>> BEGIN SUPPLIED DATA

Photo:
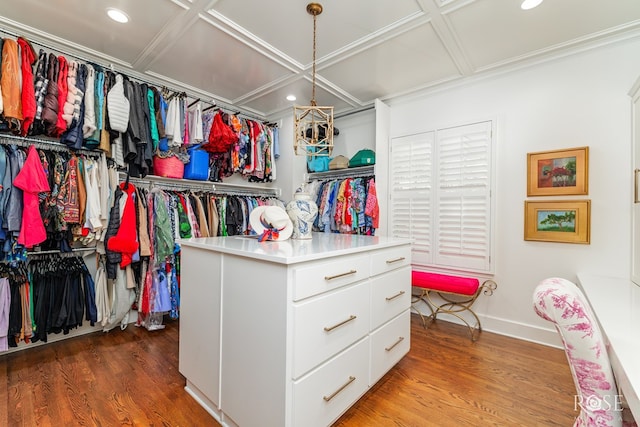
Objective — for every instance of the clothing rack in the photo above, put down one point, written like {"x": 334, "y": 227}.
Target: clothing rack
{"x": 44, "y": 144}
{"x": 74, "y": 252}
{"x": 158, "y": 82}
{"x": 358, "y": 172}
{"x": 177, "y": 184}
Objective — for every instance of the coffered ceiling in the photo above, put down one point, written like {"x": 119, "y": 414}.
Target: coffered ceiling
{"x": 251, "y": 54}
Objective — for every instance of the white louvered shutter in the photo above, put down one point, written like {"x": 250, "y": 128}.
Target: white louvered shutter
{"x": 411, "y": 193}
{"x": 463, "y": 197}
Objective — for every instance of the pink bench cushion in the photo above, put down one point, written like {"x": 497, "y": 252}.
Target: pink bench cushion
{"x": 445, "y": 283}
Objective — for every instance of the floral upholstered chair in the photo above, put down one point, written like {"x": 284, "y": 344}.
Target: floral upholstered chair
{"x": 563, "y": 303}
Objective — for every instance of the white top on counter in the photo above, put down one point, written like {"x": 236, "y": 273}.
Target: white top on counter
{"x": 616, "y": 304}
{"x": 292, "y": 251}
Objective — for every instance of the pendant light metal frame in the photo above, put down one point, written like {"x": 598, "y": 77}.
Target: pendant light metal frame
{"x": 313, "y": 125}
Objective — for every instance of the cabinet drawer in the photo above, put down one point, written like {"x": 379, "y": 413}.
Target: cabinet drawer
{"x": 322, "y": 396}
{"x": 390, "y": 259}
{"x": 390, "y": 295}
{"x": 316, "y": 278}
{"x": 389, "y": 344}
{"x": 327, "y": 324}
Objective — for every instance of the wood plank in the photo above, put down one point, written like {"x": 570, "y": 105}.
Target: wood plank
{"x": 131, "y": 377}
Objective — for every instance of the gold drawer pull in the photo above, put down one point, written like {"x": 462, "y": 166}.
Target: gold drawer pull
{"x": 340, "y": 275}
{"x": 331, "y": 328}
{"x": 335, "y": 393}
{"x": 636, "y": 198}
{"x": 395, "y": 296}
{"x": 400, "y": 339}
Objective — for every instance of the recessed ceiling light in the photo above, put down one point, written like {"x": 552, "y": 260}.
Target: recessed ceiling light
{"x": 530, "y": 4}
{"x": 117, "y": 15}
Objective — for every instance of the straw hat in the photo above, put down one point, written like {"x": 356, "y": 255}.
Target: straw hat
{"x": 271, "y": 223}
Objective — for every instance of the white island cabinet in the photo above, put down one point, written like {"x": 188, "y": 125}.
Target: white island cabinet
{"x": 291, "y": 333}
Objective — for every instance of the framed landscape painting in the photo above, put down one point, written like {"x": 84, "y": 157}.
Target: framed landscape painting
{"x": 558, "y": 172}
{"x": 566, "y": 221}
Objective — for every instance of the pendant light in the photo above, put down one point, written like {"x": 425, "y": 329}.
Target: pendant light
{"x": 313, "y": 125}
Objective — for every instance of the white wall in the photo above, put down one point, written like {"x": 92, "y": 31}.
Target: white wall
{"x": 579, "y": 100}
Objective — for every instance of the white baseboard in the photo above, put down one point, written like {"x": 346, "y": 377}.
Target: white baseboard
{"x": 532, "y": 333}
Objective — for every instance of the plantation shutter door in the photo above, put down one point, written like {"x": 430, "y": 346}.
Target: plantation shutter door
{"x": 410, "y": 213}
{"x": 463, "y": 197}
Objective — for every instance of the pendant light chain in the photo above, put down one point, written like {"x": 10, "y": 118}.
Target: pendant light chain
{"x": 313, "y": 72}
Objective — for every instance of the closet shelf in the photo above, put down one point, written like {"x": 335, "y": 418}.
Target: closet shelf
{"x": 341, "y": 173}
{"x": 44, "y": 144}
{"x": 214, "y": 187}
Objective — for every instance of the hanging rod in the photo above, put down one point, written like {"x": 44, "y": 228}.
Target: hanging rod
{"x": 45, "y": 144}
{"x": 245, "y": 190}
{"x": 189, "y": 184}
{"x": 58, "y": 252}
{"x": 358, "y": 172}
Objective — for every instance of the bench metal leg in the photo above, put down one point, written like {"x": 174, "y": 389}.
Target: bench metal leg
{"x": 454, "y": 304}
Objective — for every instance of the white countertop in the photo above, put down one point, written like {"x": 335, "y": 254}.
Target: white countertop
{"x": 616, "y": 304}
{"x": 292, "y": 251}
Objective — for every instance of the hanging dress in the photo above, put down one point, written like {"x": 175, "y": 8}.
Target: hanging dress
{"x": 32, "y": 180}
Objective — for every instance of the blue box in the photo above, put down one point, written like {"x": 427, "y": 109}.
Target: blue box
{"x": 198, "y": 166}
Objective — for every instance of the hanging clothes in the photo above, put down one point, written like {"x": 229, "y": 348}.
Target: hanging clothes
{"x": 10, "y": 85}
{"x": 32, "y": 180}
{"x": 28, "y": 58}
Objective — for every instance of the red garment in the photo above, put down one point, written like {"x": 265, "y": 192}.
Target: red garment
{"x": 32, "y": 180}
{"x": 63, "y": 88}
{"x": 126, "y": 239}
{"x": 28, "y": 91}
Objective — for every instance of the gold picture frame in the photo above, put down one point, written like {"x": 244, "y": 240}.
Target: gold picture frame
{"x": 566, "y": 221}
{"x": 558, "y": 172}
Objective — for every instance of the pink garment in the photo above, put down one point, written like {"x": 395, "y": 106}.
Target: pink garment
{"x": 32, "y": 180}
{"x": 371, "y": 207}
{"x": 5, "y": 305}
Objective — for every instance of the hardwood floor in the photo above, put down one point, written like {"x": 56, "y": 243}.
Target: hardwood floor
{"x": 131, "y": 378}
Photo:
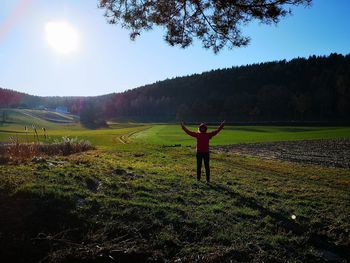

>> END SUPPLIED DATA

→ **AIM OF THE EXERCISE**
Rescale each line of the material from the line with "Objective — for every instance of the pink garment" up to and including the end of the material, multiplying every answer point coordinate by 1.8 and rounding to whole numbers with halves rounded up. Leave the sample coordinates after "written like" unchanged, and omit the pictures.

→ **EXPECTED ANSWER**
Objective — for every instance of the pink garment in the photo above, put down one point, written like {"x": 395, "y": 106}.
Target: pink garment
{"x": 58, "y": 324}
{"x": 668, "y": 373}
{"x": 9, "y": 549}
Objective — for every instance of the hardwood floor in the photo above, put down one point, written like {"x": 56, "y": 243}.
Target: hardwood floor
{"x": 236, "y": 680}
Photo:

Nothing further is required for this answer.